begin

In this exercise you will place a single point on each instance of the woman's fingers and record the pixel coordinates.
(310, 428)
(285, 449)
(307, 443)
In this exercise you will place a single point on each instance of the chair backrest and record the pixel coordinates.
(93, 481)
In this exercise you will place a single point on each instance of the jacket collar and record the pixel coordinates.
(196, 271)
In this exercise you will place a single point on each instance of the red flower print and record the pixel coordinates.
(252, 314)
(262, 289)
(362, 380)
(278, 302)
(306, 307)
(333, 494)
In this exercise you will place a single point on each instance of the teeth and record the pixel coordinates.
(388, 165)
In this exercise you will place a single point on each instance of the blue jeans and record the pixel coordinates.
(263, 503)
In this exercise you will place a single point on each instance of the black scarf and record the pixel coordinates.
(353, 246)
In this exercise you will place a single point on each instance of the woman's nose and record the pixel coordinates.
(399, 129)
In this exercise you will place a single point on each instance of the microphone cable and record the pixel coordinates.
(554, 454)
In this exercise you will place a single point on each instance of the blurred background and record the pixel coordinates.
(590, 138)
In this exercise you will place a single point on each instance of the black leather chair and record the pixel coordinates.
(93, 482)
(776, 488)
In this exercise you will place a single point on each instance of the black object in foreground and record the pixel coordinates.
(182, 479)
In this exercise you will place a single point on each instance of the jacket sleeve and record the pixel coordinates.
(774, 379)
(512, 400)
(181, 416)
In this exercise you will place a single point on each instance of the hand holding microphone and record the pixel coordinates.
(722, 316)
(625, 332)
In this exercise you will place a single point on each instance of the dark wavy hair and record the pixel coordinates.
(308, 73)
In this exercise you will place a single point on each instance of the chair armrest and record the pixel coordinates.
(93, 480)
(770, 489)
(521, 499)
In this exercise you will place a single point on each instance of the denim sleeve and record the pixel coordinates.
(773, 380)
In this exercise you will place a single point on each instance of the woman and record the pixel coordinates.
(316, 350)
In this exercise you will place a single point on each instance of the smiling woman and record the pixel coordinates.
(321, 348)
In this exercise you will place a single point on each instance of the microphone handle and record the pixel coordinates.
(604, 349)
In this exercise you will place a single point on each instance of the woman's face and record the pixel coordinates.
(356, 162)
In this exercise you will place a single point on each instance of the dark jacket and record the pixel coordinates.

end

• DESCRIPTION OF THE TASK
Give the entries above again, putting "single marker" in place of every "single point" and leaving everything else unchanged.

• FINISHED ANSWER
In this exercise you will place a single marker on each instance of the woman's fingers and record the pixel coordinates.
(310, 428)
(285, 449)
(307, 443)
In this exercise you will place a single marker on each instance of the chair backrest and record the pixel coordinates.
(93, 481)
In this exercise you will place a single marker on each instance of the jacket collar and record the pixel coordinates.
(196, 271)
In this exercise you will place a single marker on each instance of the red flower print and record the pixel coordinates.
(252, 314)
(262, 289)
(362, 380)
(278, 302)
(306, 307)
(333, 494)
In this exercise you will place a single marker on each instance of the teeth and record the pixel coordinates.
(388, 165)
In this exercise you will place a single marker on each instance of the blue jeans and record the pixel coordinates.
(263, 503)
In this exercise you will place a single marker on each instance of the black scarf and record the pixel coordinates.
(353, 246)
In this exercise you will place a single marker on each instance of the woman's nose and record the pixel coordinates.
(399, 129)
In this exercise you will place a single marker on each instance of the microphone cable and record the pixel coordinates.
(554, 454)
In this exercise you will place a single marker on each instance of the blurred background and record the pixel coordinates.
(590, 138)
In this exercise you will place a single marker on each instance of the black leather chair and record the pixel coordinates.
(93, 482)
(776, 488)
In this exercise you will place a single marker on each instance of the black object in foreground and record the pixel coordinates.
(182, 479)
In this exercise you will place a single marker on each instance of the jacket sleeve and record the pixel coordinates.
(774, 379)
(512, 400)
(181, 416)
In this exercise you will place a single marker on each instance of the hand holding microphone and record the pixel coordinates.
(722, 316)
(625, 332)
In this exercise you will place a single marker on each instance of the dark wavy hair and record the pixel coordinates.
(308, 73)
In this exercise you will place a single marker on each instance of the chair armrest and record the pixel coordinates.
(93, 480)
(770, 489)
(521, 499)
In this exercise you will place a single marker on each instance of the denim sleeve and record the pixel coordinates.
(773, 380)
In this exercise you will place a single marker on each instance of the woman and record the pixel coordinates.
(316, 350)
In this exercise you will place a single marker on each instance of the smiling woman and record the pixel coordinates.
(321, 348)
In this exercise you will place a single marker on each instance of the microphone handle and record the pixel coordinates.
(604, 349)
In this exercise you will place a single marker on each instance of the woman's face and record the pixel coordinates.
(356, 162)
In this exercise you will place a single marker on each instance of the dark jacket and record the pixel coordinates.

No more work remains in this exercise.